INSTRUCTIONS FOR THE TASK >>
Each entry that follows should be written again verbatim.

INPUT DATA >>

• • • • • • •

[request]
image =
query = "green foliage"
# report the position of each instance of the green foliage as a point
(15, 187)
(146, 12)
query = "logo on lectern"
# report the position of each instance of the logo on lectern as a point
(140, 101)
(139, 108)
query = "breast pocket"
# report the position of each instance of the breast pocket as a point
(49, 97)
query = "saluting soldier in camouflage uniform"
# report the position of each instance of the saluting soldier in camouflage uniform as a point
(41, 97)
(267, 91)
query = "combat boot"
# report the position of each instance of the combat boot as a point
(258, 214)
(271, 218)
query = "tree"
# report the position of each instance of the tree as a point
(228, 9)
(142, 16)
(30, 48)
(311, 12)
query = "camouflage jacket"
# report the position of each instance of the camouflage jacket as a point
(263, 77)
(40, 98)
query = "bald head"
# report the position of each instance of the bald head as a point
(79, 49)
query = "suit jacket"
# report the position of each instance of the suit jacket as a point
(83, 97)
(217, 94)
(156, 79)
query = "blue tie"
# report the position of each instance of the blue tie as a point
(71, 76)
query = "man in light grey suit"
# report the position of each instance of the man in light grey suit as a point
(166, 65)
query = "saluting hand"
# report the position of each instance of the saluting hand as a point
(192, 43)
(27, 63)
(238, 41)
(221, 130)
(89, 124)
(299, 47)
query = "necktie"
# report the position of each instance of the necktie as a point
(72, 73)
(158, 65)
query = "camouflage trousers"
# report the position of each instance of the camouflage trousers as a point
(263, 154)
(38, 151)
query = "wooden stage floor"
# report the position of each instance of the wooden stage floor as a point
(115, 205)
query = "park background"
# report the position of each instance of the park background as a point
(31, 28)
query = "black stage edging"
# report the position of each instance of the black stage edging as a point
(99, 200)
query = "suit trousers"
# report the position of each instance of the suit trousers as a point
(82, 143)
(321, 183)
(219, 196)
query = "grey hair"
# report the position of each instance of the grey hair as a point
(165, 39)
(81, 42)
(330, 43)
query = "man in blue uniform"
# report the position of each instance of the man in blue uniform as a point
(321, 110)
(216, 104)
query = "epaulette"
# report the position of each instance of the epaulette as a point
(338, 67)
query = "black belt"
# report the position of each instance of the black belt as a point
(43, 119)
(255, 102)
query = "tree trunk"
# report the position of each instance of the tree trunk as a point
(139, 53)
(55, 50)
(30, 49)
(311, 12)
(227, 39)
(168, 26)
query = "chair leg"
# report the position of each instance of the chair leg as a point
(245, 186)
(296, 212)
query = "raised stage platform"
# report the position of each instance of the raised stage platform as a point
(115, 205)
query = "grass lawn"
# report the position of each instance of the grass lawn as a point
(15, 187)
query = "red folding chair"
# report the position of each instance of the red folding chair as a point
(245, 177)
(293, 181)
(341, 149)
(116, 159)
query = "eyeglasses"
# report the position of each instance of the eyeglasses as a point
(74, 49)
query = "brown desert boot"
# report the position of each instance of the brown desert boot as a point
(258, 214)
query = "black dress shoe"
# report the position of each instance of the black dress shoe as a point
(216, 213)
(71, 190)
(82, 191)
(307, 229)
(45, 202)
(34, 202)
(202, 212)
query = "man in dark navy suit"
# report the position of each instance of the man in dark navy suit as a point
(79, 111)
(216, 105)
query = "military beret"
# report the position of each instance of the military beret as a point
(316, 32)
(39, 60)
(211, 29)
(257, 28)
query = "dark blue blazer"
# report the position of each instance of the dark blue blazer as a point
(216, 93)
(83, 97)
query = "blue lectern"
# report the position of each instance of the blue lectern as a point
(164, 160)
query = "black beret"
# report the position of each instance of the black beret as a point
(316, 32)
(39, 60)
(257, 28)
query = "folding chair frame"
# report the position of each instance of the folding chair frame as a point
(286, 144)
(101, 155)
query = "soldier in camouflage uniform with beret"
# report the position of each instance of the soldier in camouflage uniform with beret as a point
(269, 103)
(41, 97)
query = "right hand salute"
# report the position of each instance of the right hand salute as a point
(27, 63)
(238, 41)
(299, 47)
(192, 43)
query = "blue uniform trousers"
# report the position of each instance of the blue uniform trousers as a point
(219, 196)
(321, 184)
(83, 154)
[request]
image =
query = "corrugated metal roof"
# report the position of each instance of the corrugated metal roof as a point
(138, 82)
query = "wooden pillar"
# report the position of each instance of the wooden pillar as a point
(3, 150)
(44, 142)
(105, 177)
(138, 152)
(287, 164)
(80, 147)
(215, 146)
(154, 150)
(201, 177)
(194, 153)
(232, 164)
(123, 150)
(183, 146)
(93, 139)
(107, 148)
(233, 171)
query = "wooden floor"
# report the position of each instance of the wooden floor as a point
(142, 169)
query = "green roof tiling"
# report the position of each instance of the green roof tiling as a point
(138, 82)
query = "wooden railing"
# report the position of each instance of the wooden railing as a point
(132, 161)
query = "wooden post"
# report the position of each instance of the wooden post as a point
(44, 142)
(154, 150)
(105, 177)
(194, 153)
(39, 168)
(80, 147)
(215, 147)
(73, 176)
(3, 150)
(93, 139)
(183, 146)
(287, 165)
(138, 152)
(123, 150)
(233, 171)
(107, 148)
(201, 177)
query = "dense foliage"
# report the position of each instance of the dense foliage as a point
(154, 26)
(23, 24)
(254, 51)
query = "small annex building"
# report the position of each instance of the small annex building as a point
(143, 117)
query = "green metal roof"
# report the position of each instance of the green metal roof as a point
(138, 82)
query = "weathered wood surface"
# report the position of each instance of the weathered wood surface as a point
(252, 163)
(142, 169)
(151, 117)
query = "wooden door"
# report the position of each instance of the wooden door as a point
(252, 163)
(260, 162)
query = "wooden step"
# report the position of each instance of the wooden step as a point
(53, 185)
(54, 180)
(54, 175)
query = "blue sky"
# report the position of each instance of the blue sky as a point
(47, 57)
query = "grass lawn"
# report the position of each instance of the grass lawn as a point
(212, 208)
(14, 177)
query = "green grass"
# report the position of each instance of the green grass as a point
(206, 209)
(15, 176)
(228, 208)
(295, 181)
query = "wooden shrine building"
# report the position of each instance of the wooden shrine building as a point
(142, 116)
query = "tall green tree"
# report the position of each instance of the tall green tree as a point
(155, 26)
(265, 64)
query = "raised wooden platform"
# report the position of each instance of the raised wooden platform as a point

• • • • • • •

TASK SOLUTION >>
[request]
image =
query = "green foliage"
# report the position of each instance of the green foliage as a point
(15, 187)
(146, 12)
query = "logo on lectern"
# report the position of each instance of the logo on lectern as a point
(140, 101)
(139, 108)
query = "breast pocket"
# report the position of each instance of the breast pocket as a point
(49, 97)
query = "saluting soldier in camouflage uniform"
# report the position of each instance of the saluting soldier in camouflage uniform as a point
(41, 97)
(267, 91)
query = "combat boot"
# report the position of each instance of the combat boot as a point
(258, 214)
(271, 218)
query = "tree"
# report the position of each instance of the tree as a point
(228, 9)
(142, 16)
(30, 48)
(311, 12)
query = "camouflage jacket"
# report the position of each instance of the camouflage jacket as a point
(263, 77)
(40, 98)
query = "bald head"
# report the position of each instance of the bald head as a point
(79, 49)
query = "suit jacket"
# report the position of each instance of the suit jacket as a point
(83, 97)
(217, 94)
(156, 79)
query = "blue tie"
# report the position of each instance of the blue tie as a point
(71, 76)
query = "man in light grey suit"
# report the position of each instance of the man in light grey suit as a point
(166, 65)
query = "saluting hand"
# report the position of each instance of the saluting hand as a point
(192, 43)
(27, 63)
(238, 41)
(221, 130)
(89, 124)
(299, 47)
query = "necktie"
# report the position of each instance of the necktie as a point
(72, 73)
(158, 65)
query = "camouflage trousers"
# report the position of each instance of the camouflage trousers as a point
(263, 154)
(38, 151)
query = "wooden stage floor"
# report the position of each instance of the wooden stage floor as a point
(115, 205)
query = "park background"
# report the position of each instance of the park background as a point
(31, 28)
query = "black stage edging"
# report the position of each instance of the black stage edging as a point
(99, 200)
query = "suit trousers"
# report the position of each instance of the suit trousers as a point
(82, 143)
(321, 183)
(219, 196)
query = "grey hair"
# report the position of each instance of the grey hair as a point
(165, 39)
(81, 42)
(330, 43)
query = "man in blue uniform"
# report the position of each instance of the man in blue uniform as a point
(321, 110)
(216, 104)
query = "epaulette"
# report the position of each instance of the epaulette as a point
(338, 67)
query = "black belt"
# report the position of each instance of the black belt as a point
(43, 119)
(255, 102)
query = "tree trunk"
# report the position of each instance of the tree trunk as a point
(139, 53)
(55, 50)
(30, 49)
(311, 12)
(227, 39)
(168, 26)
query = "chair leg"
# report the position of each instance of the chair leg as a point
(245, 186)
(296, 212)
query = "raised stage platform"
# report the position of each instance of the raised stage platform as a point
(115, 205)
query = "grass lawn"
# report the position of each instance of the grass lawn as a point
(15, 187)
query = "red folding chair"
# report the position of each instance of the red folding chair as a point
(245, 177)
(293, 181)
(341, 149)
(116, 159)
query = "eyeglasses"
# report the position of each instance of the eyeglasses as a point
(74, 49)
query = "brown desert boot"
# report the position of each instance of the brown desert boot as a point
(258, 214)
query = "black dress shoe"
# report the position of each instance of the black dress shoe as a point
(216, 213)
(71, 190)
(82, 191)
(307, 229)
(45, 202)
(34, 202)
(202, 212)
query = "man in dark navy suit"
# report the position of each instance of the man in dark navy suit as a point
(79, 111)
(216, 105)
query = "military beret"
# report the position of each instance of the military beret as a point
(316, 32)
(39, 60)
(211, 29)
(257, 28)
query = "dark blue blazer"
# report the position of each instance of the dark blue blazer as a point
(216, 93)
(83, 97)
query = "blue lectern"
# report the position of each instance of the blue lectern as a point
(164, 160)
query = "black beret"
# report the position of each instance of the black beret as a point
(316, 32)
(39, 60)
(257, 28)
query = "folding chair frame"
# report the position of each instance of the folding chair frame as a point
(286, 144)
(101, 155)
query = "soldier in camouflage uniform with beret"
# report the position of each instance of the soldier in camouflage uniform with beret as a point
(269, 103)
(41, 97)
query = "right hand salute"
# report the position of each instance of the right hand salute as a point
(27, 63)
(238, 41)
(299, 47)
(192, 43)
query = "blue uniform trousers"
# report the position of each instance of the blue uniform trousers as a point
(219, 196)
(321, 184)
(83, 154)
[request]
image =
query = "corrugated metal roof"
# report the position of each instance of the corrugated metal roof as a point
(138, 82)
query = "wooden pillar"
# report the position of each instance of the wooden pillar as a point
(3, 150)
(44, 142)
(105, 177)
(138, 152)
(287, 164)
(80, 147)
(215, 146)
(154, 150)
(201, 177)
(194, 153)
(232, 164)
(123, 150)
(183, 146)
(93, 139)
(107, 148)
(233, 171)
query = "wooden floor"
# report the position of each instance of the wooden floor as a point
(142, 169)
query = "green roof tiling"
# report the position of each instance of the green roof tiling as a point
(138, 82)
query = "wooden railing"
# report the position of each instance of the wooden railing as a point
(132, 161)
query = "wooden post"
# report the position of each instance of the wooden post as a point
(44, 142)
(154, 150)
(105, 177)
(194, 153)
(39, 168)
(80, 147)
(215, 147)
(73, 176)
(3, 150)
(93, 139)
(183, 146)
(287, 165)
(138, 152)
(123, 150)
(233, 171)
(107, 148)
(201, 177)
query = "dense foliage"
# report the position of each instance of the dense foliage as a point
(154, 26)
(23, 24)
(254, 51)
query = "small annex building"
# report the position of each instance of the small annex building as a point
(143, 117)
query = "green metal roof"
# report the position of each instance of the green metal roof as a point
(138, 82)
query = "weathered wood surface"
# report the position of each instance of the weathered wood surface as a point
(252, 163)
(142, 169)
(151, 117)
query = "wooden door"
# report the position of each instance of the wooden door as a point
(252, 163)
(260, 162)
query = "wooden step"
# report the position of each instance of the wooden step as a point
(53, 185)
(54, 180)
(54, 175)
query = "blue sky"
# report the position of each instance of the blue sky as a point
(47, 57)
query = "grass lawn"
# report the position of each instance of the grass lawn as a point
(212, 208)
(14, 177)
query = "green grass"
# report the position of each instance of the green grass as a point
(206, 209)
(15, 176)
(228, 208)
(295, 181)
query = "wooden shrine building"
# report the position of each instance of the wooden shrine building as a point
(142, 116)
query = "tall green tree"
# report the position of each instance of the tall green tree as a point
(155, 26)
(265, 64)
query = "raised wooden platform"
# report the position of each instance of the raised wooden platform as a point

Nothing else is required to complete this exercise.